### Consigne donnée 1:
Recopiez intégralement le listing qui figure plus bas, consignes comprises, en décalant de -80 chaque coordonnée des points donnés en réponse. Les consignes ne changent pas et les images ne figurent pas dans le résultat.

### Extrait du texte:
>>>>
Nouvel éclairage sur l’expérience du peintre dans les montagnes de Gósol

Je souhaite apporter avec cet article un nouvel éclairage sur le dessin de Picasso intitulé Paysannes d’Andorre, en l’étudiant sous une perspective différente, comme une synthèse entre le bagage avec lequel Picasso est arrivé à Gósol en mai 1906 et les expériences vécues par l’artiste dans ces montagnes.

Fig n ° 1

Picasso, qui s’intéressait à l’exploration du monde primitif réalisée par Gauguin1, s’est rendu dans ce village des Pré-Pyrénées qui conservait des mœurs et des traditions d’origine archaïque2. À l’époque, Picasso travaillait depuis plus d’un an avec des modèles tirés des fresques pompéiennes, sous l’influence du monde classique et de ses religions3. À Gósol, le monde pompéien a éclaté avec force dans sa peinture quand il est entré en contact avec les anciens rites agricoles d’origine païenne et l’art roman de la région. Les modèles pompéiens allaient se fondre avec le primitivisme gosolan, donnant naissance à un ensemble d’œuvres parmi lesquelles se trouvent les Paysannes d’Andorre.

Il a été souvent déclaré que Picasso avait peint à Gósol isolé de son entourage, et l’œuvre de la période a été analysée à partir d’influences qui pouvaient être documentées depuis les grandes métropoles. Une importance excessive a ainsi été accordée à l’influence d’Ingres4 et de l’art ibérique5, conditionnant la compréhension des travaux gosolans. Le principal apport de Gósol à la peinture de Picasso serait, selon la critique, la couleur ocre de son environnement alors qu’en réalité Gósol est, au printemps et en été, vert vif et marqué par les taches grises de la pierre et de la terre6. L’historiographie a largement ignoré la réalité gosolane dans les études picassiennes et l’œuvre de la période en devient presque incompréhensible.
<<<<
### Consigne donnée 2:
Reprenez le fil du texte sur le séjour de Picasso à Gósol et prolongez-le à la suite de sa dernière phrase.

### Données fournies:
>>>>
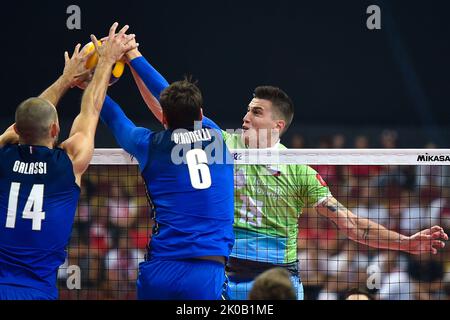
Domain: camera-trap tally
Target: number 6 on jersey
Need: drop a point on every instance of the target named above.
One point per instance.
(199, 173)
(33, 207)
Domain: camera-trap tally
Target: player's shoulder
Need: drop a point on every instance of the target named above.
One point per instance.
(233, 140)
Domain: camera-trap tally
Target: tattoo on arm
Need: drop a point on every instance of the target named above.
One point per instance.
(335, 207)
(366, 233)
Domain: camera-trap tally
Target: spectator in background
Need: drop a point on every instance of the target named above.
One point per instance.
(369, 206)
(395, 282)
(273, 284)
(122, 209)
(388, 139)
(297, 142)
(361, 142)
(338, 141)
(358, 294)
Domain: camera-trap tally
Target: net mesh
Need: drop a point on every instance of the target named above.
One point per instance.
(399, 189)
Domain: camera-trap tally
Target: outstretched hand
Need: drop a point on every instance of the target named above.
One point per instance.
(115, 45)
(75, 71)
(426, 241)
<<<<
### Résultat attendu 1:
Domain: camera-trap tally
Target: number 6 on jersey
Need: drop a point on every instance of the target named above.
One point per instance.
(119, 93)
(-47, 127)
Domain: camera-trap tally
Target: player's shoulder
Need: drop a point on every instance of the target named above.
One point per instance.
(153, 60)
Domain: camera-trap tally
Target: tattoo on arm
Need: drop a point on every instance of the target named above.
One point per instance.
(255, 127)
(286, 153)
Domain: camera-trap tally
Target: spectator in background
Need: drop a point on every instance of the target named above.
One point per instance.
(289, 126)
(315, 202)
(193, 204)
(42, 129)
(308, 59)
(217, 62)
(281, 62)
(258, 61)
(278, 214)
Domain: camera-trap tally
Target: net mesh
Need: drop a point on every instance of the target named above.
One point per instance.
(319, 109)
Domain: camera-trap tally
Target: outstretched hand
Need: drop a point on every instance of the target named above.
One point per instance.
(35, -35)
(-5, -9)
(346, 161)

### Résultat attendu 2:
Nous allons ici tenter d’analyser les Paysannes d’Andorre avec la profondeur que mérite cette œuvre clé dans la transition entre l’ensemble du travail gosolan et Les Demoiselles d’Avignon, œuvre capitale du XXème siècle.7 Nous allons expliquer quelques-unes des influences qui déterminaient le travail de Picasso quand il est arrivé à Gósol, grouper par sujet les œuvres créées à Gósol, en soulignant les aspects qui les lient aux Paysannes d’Andorre. Nous passerons ensuite à l’étude des Paysannes d’Andorre et à leur évolution jusqu’à Deux femmes nues (1907) et aux Demoiselles d’Avignon (1907). Une brève introduction exposera les relations peu connues à l’extérieur de la région entre Gósol et Andorre, et nous évoquerons quelques idées sur la nationalité des Paysannes.

 

Notes
1. Influence de Gauguin sur Picasso : RICHARDSON JOHN Picasso. Vie de Picasso. Vol. I (1881-1906). Paris, Éditions du Chêne, 1992 (NY Random House 1991), pp. 456 et 463.

2. AMADES, JOAN Costumari català. Vol. III. Barcelone, Salvat Editores, 1952, pp. 335-342, 693-697 et al.

3. BONCOMPTE COLL, CONXITA, Iconografía picassiana entre 1905 y 1907. Influencia de la pintura pompeyana (Iconographie picassienne entre 1905 et 1907. L’influence de la peinture pompéienne).Thèse doctorale dirigée par Dr. Lourdes Cirlot et soutenue le 9 novembre 2009 à l’université de Barcelone (voir www.tesisenxarxa.net/TDX- 1120109-093323/ et l’article « Iconografía picassiana, 1907-1907. Influencia de la pintura pompeyana » dans le nº 335, juin 2011, de la revue Goya (Fundación Lázaro Galdiano, Madrid)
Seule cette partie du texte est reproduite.